PASSAGE TO READ:
____________
Smallpox was a disease that was caused by a virus. The virus spread when an uninfected person came in direct contact with a sick person and breathed in the virus. Usually, the virus was in tiny drops that were coughed up by the sick person. After about two weeks the infected person would develop a high fever and muscle aches and pains. After about three days of fever the person would break out in a rash all over his or her body. At first it looked like red spots, but these spots gradually became blisters that were about the size of a pencil eraser. After about five days of rash, the fluid in the clear blisters turned to pus. The more pus spots that a person had, the more likely he or she was to die.
There were two main types of a smallpox virus. Variola major, which killed about 20 percent of the people who were infected and variola minor, which killed about 2 percent of its victims. If a person did not die, the pus gradually dried up to form scabs that dropped off after one or two weeks. The pus spots on the face often left permanent scars known as pockmarks.
____________
THE DATA:

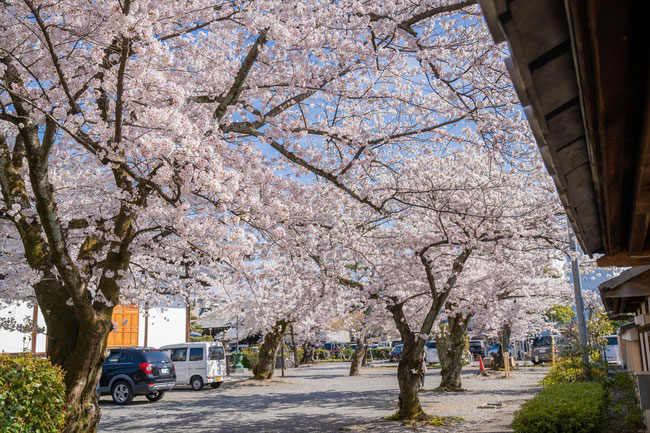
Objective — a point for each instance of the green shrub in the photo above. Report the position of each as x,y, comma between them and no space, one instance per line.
251,358
625,410
579,407
568,368
32,395
381,353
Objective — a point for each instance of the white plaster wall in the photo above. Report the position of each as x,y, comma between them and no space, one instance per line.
13,341
166,326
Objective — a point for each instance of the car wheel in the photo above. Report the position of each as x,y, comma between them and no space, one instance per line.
122,392
197,383
155,396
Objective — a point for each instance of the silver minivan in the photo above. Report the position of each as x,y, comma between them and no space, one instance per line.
198,364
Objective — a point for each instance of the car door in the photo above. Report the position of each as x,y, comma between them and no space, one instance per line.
179,358
196,363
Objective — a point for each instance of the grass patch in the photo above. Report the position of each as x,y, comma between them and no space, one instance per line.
577,407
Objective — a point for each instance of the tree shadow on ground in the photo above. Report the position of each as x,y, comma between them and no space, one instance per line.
____________
EXERCISE:
Reproduce word for word the part of the smallpox passage that begins with the words containing "There were two" and ends with "known as pockmarks.".

TASK RESULT:
There were two main types of a smallpox virus. Variola major, which killed about 20 percent of the people who were infected and variola minor, which killed about 2 percent of its victims. If a person did not die, the pus gradually dried up to form scabs that dropped off after one or two weeks. The pus spots on the face often left permanent scars known as pockmarks.